─── Document section

The 2D-DOSY NMR experiments provided diffusion coefficients of the aggregates with respect to the solvent that were consistent with the magnitude of the proposed self-assembled structures. However, it should be kept in mind that these measures afforded experimental log(D) values that were a weighted average between log[(D)_{free surfactant}] and log[(D)_aggregate] because the aggregates were in equilibrium with each surfactant 1_OH and 2_OH in solution and because the aggregation equilibrium was fast with respect to the NMR timescale. This led to an underestimated average hydrodynamic radius of the aggregates.

Having obtained evidence of aggregation of surfactants 1_OH and 2_OH by NMR, we then focused on SAXS measures for a more detailed characterization of the aggregates. We therefore investigated the behaviour of 1_OH and 2_OH in cyclohexane by SAXS at different concentrations (50, 75, 100, 200, 300, 500 mM, 298 K). Anhydrous cyclohexane was used (≤0.001% water, Karl Fischer) in order to minimize possible interferences on their aggregation due to traces water.

The scattering spectrum of surfactant 1_OH in cyclohexane at different concentrations is shown in Fig. 5a. All the intensities are reported in arbitrary units (a.u.). The SAXS intensities were concentration-dependent and showed the presence of self-assembled structures as indicated by the increase in intensity of the signal in the region 0.1–1.0 nm⁻¹.

──────
─── Material supplied

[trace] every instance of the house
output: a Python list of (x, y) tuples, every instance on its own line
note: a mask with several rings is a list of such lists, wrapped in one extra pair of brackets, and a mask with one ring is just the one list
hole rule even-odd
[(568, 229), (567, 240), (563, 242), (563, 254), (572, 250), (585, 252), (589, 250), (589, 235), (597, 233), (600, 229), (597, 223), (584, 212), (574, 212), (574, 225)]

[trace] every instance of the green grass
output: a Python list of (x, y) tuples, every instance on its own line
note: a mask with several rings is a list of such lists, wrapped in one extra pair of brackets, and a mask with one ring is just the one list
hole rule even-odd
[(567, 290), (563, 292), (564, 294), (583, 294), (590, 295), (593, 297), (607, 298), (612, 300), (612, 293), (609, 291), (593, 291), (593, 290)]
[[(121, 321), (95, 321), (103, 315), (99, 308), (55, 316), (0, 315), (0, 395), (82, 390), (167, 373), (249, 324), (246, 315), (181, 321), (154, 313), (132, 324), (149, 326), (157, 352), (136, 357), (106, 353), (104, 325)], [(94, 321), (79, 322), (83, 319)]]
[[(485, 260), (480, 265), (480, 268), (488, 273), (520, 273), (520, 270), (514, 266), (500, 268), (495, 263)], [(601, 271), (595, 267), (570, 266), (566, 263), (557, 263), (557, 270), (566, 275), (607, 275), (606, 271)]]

──────

Complete the following:
[1] Answer these questions on the surfactant aggregation passage:
(a) What did the weighted averaging of log(D) values lead to?
(b) At what temperature were the SAXS measures taken?
(c) In what units are the SAXS intensities reported?
[2] Please reproduce the surfactant aggregation passage word for word, starting with "The 2D-DOSY NMR" and going on through "radius of the aggregates.".
The rows have no connection to the passage on surfactant aggregation.

Final answers:
[1]
(a) An underestimated average hydrodynamic radius of the aggregates.
(b) 298 K.
(c) Arbitrary units (a.u.).

[2]
The 2D-DOSY NMR experiments provided diffusion coefficients of the aggregates with respect to the solvent that were consistent with the magnitude of the proposed self-assembled structures. However, it should be kept in mind that these measures afforded experimental log(D) values that were a weighted average between log[(D)_{free surfactant}] and log[(D)_aggregate] because the aggregates were in equilibrium with each surfactant 1_OH and 2_OH in solution and because the aggregation equilibrium was fast with respect to the NMR timescale. This led to an underestimated average hydrodynamic radius of the aggregates.